### [Complete the following]
A. In the fiscal cliff commentary, what position does Greg Mankiw hold?
B. Please summarize the fiscal cliff commentary in two sentences.
C. Carry the fiscal cliff commentary forward from its final sentence.
Document section: Begin
That's right. On the eve of the pathetically rotten "fiscal cliff" deal, President Obama has promised to reform the tax code "so that wealthy individuals, the largest corporations, can't take advantage of loopholes and deductions that aren't available to the rest of America."

So, we have one deal struck that raises taxes on the rich modestly, I'd say. But, we are still left with unbalances in our debt and deficit quandry that "remain uncomfortably large."

In point of fact, this last minute arrangement late on New Year's Eve is a most terrible beginning. It avoids the damnable sequester of the DOD budget, and potential chaos. But, there has been no progress on the deficit at all-- and great uncertainty remains. As Obama admitted there is still no long term plan for tax reform or the absolutely necessary spending cuts we require.

As Greg Mankiw, the chairman of Harvard University's Economics Department, put it bluntly today in his blog; "The deal appears to offer no entitlement reform, no tax reform, and higher marginal tax rates." Nailing the shame of the arrangement, Mankiw hammers the White House by stating "It is hard to imagine a deal that would be less responsive to the ideas of the bipartisan policy council," the Simpson- Bowles group whose recommendations were never taken up in the campaign with any fervor.
Document section: End
Dataset content: Begin
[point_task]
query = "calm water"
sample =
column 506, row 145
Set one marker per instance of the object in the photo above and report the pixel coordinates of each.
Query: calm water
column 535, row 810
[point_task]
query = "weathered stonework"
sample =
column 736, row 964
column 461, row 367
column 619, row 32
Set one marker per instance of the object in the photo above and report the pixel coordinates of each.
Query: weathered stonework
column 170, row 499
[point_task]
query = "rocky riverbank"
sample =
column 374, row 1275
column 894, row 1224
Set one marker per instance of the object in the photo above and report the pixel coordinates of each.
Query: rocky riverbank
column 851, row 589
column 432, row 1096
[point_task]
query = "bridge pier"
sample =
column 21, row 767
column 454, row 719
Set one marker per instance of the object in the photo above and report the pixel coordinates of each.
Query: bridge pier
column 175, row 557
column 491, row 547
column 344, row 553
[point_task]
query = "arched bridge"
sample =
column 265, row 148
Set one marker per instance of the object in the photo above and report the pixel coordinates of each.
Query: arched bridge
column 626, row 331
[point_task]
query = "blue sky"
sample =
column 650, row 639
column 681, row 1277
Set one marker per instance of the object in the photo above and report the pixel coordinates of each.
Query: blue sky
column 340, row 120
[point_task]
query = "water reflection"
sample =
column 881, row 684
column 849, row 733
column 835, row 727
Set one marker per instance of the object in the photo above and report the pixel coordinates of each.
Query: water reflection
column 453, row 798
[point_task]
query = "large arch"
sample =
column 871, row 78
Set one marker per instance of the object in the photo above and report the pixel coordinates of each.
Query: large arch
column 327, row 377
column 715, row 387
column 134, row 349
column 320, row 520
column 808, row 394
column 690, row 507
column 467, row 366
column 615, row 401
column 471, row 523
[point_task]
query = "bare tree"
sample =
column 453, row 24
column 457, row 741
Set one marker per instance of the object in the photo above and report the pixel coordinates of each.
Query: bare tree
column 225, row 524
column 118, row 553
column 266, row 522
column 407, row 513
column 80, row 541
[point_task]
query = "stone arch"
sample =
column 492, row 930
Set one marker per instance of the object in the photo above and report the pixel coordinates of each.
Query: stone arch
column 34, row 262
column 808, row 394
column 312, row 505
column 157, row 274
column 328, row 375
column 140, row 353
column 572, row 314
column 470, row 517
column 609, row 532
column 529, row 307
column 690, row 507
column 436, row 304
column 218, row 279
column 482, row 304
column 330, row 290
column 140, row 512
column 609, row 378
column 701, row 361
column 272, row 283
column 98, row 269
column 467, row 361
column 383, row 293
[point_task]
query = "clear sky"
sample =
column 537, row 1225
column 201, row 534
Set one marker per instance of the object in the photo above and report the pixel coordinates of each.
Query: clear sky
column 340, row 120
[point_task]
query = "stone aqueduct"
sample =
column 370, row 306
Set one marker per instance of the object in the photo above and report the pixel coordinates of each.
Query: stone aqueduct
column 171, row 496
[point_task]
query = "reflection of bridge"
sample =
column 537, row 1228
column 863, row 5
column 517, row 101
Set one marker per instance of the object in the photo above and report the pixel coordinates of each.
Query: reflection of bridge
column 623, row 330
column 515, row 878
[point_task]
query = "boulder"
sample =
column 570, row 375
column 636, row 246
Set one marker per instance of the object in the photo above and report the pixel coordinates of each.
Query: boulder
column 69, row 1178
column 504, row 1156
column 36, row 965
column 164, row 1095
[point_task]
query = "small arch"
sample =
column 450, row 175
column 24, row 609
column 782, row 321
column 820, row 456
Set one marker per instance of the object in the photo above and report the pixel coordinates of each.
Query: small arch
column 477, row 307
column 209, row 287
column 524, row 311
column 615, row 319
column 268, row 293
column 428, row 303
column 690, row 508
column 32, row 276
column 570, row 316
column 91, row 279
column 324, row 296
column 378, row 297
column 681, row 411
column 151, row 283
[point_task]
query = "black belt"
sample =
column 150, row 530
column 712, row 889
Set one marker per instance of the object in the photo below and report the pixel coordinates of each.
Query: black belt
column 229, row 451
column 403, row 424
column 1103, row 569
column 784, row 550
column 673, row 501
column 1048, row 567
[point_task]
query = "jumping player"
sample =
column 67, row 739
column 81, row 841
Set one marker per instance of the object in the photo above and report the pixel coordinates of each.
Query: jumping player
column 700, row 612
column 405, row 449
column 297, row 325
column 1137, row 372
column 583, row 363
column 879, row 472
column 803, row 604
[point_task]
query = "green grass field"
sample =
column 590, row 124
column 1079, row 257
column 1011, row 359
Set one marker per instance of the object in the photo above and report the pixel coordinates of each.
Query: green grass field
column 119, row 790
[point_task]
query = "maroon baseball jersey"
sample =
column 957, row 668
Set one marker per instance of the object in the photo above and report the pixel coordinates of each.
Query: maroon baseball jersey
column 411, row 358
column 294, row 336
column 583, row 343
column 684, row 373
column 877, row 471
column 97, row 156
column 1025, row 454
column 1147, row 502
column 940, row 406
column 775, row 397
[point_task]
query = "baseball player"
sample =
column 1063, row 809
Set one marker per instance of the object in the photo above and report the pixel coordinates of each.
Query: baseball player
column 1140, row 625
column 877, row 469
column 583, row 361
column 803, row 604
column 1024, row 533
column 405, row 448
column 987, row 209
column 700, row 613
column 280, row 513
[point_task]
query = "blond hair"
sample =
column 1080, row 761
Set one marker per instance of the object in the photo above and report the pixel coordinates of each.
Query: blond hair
Dataset content: End
### [Task-by-task answers]
A. Chairman of Harvard University's Economics Department

B. The commentary calls the last-minute New Year's Eve fiscal cliff deal a terrible beginning: it raises taxes on the rich modestly and avoids the defense sequester, but it makes no progress on the deficit and leaves no long-term plan for tax reform or spending cuts. It quotes Greg Mankiw, who says the deal offers no entitlement or tax reform, brings higher marginal tax rates, and is unresponsive to the ideas of the Simpson-Bowles group.

C.
What caught my cynical, skeptical eye was Obama's rather pointed offer "to reduce our government's Medicare bills by finding new ways to reduce the cost of health care in this country." Get that? I read that to mean the President will agree to no paring back of the burgeoning costs of Medicare profferings-- but will only dream about "finding new ways to reduce the cost of health." This is what he calls a "balanced" approach to reducing our debt and our deficit. "I'm willing to do more, but it's going to have to be balanced," he promised.

Back to the punch line. I'm not making this up. "The deal we are about to strike will raise taxes on the rich. But, the fiscal imbalances we face remain unsatisfactorily large. So, I will ask for more tax increases on the rich later," Obama promised.

So, the way I see it, the estimated combined revenues from raising the tax on incomes above $400,000 to 39.6%, the hike in capital gains and dividend income to 20% on incomes above $400,000, and the cap on deductions plus the small estate tax on on amounts greater than $10 million to 40% from 35%-- won't provide a sufficient pay off for Uncle Sam. Without even a meaningful step toward reducing entitlements, Obama is predicting more tax increases on the wealthy.

I wouldn't think it's going to be a pleasant week in the stock market, except for high-dividend payers, like the utilities. John Dobosz, editor and stock picker of Forbes Dividend Stock Daily, likes American Electric Power (AEP), yield, 4.50%, and Hawaiian Electric (HE), yield 5%. Matt Schifrin, Forbes' indomitable investment editor, has publicly recommended Pennsylvania Power & Light, PPL, now yielding 5.1%.